**Complete the following:**
1. Please explain why, according to the passage on Williams's career, the military commissioned him in 1941.
2. In the passage on Williams's career, what post did he take up at the University of Southampton in 1951?
3. Write the next part of the passage on Williams's career, picking up after its final sentence.

**Selected text:**
— start —
Soon after World War II broke out in 1939, Williams was called up for duty in the British Army’s Anti-Aircraft and Home Defence Command. The military, recognising his talents, commissioned him on 25 October 1941 in the Royal Army Ordnance Corps and then transferred him to the Royal Electrical and Mechanical Engineers when that corps formed twelve months later. He served in the Air Defence (later Radar) Research and Development Establishment of the Ministry of Supply, rising to war substantive captain and temporary major (1944). By late 1946 he was released from his wartime duties.

Returning to teaching, Williams took a position at Bedford College for Women (1946–51). In 1951 he was appointed professor and head of the department of botany at the University of Southampton, where he provided strong leadership in research and teaching. While there, his interest in leaves and their stomata—the pores through which gases are exchanged with the atmosphere—gave way to broader interests in statistical ecology and the pattern analysis of plant species data. He was a member (1956–65) of the Annals of Botany Company and editor (1960–65) of the Journal of Experimental Botany. Continuing his interest in performance, he organised a student-staff revue for which he taught his colleagues to act and to dance, and himself won medals in ballroom dancing competitions. He was also engaged by the British Broadcasting Corporation in television and radio programs, including the Brains Trust.
— end —
[Position identification records]
— start —
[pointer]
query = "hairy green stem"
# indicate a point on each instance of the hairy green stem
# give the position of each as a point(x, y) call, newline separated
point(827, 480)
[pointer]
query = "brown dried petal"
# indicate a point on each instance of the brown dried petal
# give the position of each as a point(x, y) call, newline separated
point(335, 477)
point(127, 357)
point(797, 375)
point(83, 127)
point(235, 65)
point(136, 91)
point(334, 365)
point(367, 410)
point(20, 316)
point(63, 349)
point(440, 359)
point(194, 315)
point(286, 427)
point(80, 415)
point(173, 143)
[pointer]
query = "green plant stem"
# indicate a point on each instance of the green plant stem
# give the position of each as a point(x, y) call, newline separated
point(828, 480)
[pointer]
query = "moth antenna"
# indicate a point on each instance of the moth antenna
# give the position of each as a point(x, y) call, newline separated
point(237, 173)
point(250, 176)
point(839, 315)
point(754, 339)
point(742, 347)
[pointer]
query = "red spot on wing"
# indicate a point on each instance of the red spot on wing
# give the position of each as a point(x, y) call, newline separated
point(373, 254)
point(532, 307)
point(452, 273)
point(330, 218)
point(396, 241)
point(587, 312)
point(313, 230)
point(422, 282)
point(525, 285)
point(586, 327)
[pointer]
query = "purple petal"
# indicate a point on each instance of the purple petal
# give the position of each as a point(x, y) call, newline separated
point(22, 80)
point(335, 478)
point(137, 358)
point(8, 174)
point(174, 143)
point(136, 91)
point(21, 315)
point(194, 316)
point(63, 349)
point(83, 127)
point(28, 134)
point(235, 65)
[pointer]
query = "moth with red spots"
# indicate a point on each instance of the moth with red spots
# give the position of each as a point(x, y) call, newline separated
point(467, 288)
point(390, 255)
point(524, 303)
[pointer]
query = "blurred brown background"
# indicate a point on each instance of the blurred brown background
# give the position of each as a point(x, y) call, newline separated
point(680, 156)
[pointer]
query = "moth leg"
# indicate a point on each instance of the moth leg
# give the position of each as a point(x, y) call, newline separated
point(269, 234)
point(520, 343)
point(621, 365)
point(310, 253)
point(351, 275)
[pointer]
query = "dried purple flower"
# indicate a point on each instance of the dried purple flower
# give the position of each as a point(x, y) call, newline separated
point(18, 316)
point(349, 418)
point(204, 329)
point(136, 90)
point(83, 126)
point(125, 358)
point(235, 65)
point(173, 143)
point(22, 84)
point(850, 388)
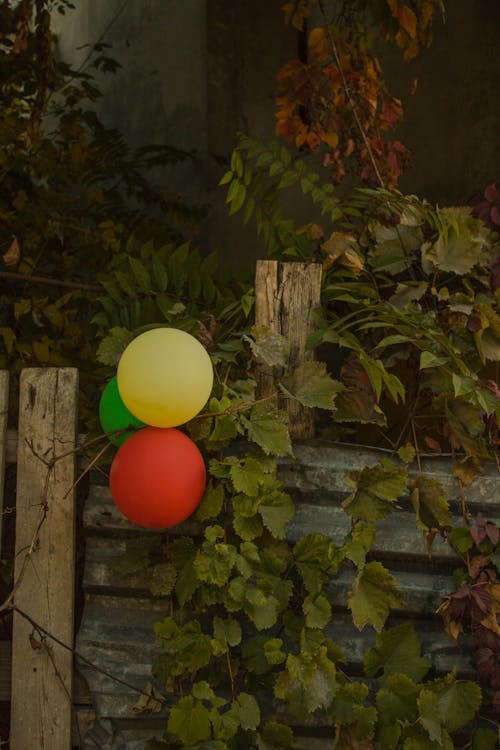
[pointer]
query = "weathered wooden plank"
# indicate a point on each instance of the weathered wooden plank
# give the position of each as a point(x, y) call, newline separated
point(4, 410)
point(285, 295)
point(5, 669)
point(44, 569)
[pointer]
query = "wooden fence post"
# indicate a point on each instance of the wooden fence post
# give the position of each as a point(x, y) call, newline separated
point(44, 565)
point(285, 295)
point(4, 409)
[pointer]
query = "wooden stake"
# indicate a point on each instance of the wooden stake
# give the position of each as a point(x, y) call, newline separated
point(4, 409)
point(285, 295)
point(44, 565)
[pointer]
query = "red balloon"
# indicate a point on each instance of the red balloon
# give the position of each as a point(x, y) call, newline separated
point(157, 477)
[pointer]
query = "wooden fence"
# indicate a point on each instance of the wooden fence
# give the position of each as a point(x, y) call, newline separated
point(59, 701)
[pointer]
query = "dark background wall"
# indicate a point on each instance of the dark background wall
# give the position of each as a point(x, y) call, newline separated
point(195, 73)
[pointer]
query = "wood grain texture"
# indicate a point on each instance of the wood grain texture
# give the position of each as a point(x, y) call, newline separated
point(285, 295)
point(44, 568)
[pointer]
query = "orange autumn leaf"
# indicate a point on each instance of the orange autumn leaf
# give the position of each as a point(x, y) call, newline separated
point(404, 16)
point(11, 257)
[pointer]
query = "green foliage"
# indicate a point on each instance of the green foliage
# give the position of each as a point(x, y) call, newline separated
point(409, 306)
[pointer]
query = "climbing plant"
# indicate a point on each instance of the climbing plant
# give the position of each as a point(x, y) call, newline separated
point(246, 648)
point(71, 192)
point(334, 99)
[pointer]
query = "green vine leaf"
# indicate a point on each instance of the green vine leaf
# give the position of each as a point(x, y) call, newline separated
point(276, 510)
point(162, 579)
point(318, 611)
point(211, 503)
point(248, 528)
point(348, 709)
point(112, 346)
point(189, 720)
point(307, 683)
point(214, 561)
point(373, 594)
point(268, 428)
point(376, 490)
point(361, 541)
point(248, 711)
point(227, 633)
point(311, 385)
point(275, 737)
point(273, 651)
point(430, 502)
point(268, 347)
point(316, 558)
point(396, 652)
point(397, 699)
point(457, 701)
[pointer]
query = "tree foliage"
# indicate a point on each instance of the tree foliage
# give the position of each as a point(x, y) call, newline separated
point(335, 99)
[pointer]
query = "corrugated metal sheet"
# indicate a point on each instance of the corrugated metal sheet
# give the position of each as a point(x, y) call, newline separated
point(116, 631)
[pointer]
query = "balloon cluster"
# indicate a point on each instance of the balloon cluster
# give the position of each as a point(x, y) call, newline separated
point(164, 379)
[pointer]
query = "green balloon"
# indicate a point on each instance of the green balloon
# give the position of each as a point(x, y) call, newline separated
point(114, 415)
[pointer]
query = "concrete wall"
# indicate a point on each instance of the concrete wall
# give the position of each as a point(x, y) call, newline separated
point(198, 71)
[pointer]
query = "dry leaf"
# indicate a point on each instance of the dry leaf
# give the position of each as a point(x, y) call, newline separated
point(11, 257)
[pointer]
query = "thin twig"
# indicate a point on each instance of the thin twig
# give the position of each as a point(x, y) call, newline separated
point(43, 631)
point(350, 96)
point(46, 281)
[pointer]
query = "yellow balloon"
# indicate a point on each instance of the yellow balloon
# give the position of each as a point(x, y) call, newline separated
point(165, 377)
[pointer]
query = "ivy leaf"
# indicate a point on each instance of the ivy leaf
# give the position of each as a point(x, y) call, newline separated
point(162, 579)
point(248, 528)
point(397, 700)
point(189, 720)
point(276, 737)
point(316, 558)
point(357, 405)
point(254, 655)
point(227, 633)
point(407, 453)
point(261, 607)
point(429, 717)
point(211, 503)
point(277, 509)
point(396, 652)
point(430, 502)
point(248, 711)
point(268, 428)
point(269, 347)
point(459, 249)
point(225, 725)
point(273, 651)
point(311, 385)
point(141, 274)
point(214, 561)
point(112, 346)
point(348, 709)
point(307, 683)
point(376, 490)
point(484, 739)
point(457, 701)
point(248, 476)
point(373, 594)
point(428, 359)
point(318, 611)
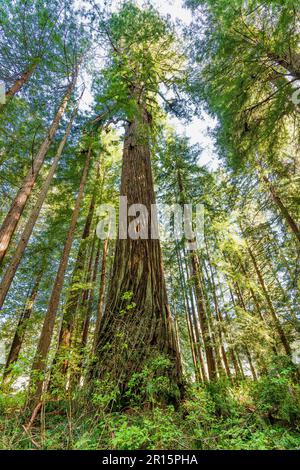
— end —
**Answers to the exercise:**
1. The military commissioned Williams on 25 October 1941 in the Royal Army Ordnance Corps because it recognized his talents.

2. He was appointed professor and head of the department of botany.

3.
In 1965 Williams accepted an invitation from Godfrey Lance, a former colleague and chief of the division of computing research at the Commonwealth Scientific and Industrial Research Organization, to travel to Australia for a few months. He visited a number of divisions, meeting scientists and lecturing about his research. Soon after he returned to England, he enquired about a permanent appointment with CSIRO; Lance readily acceded. Williams joined his Canberra-based division in 1966 as a senior principal research scientist. In a signal that he was here to stay, he became an Australian citizen in January 1968.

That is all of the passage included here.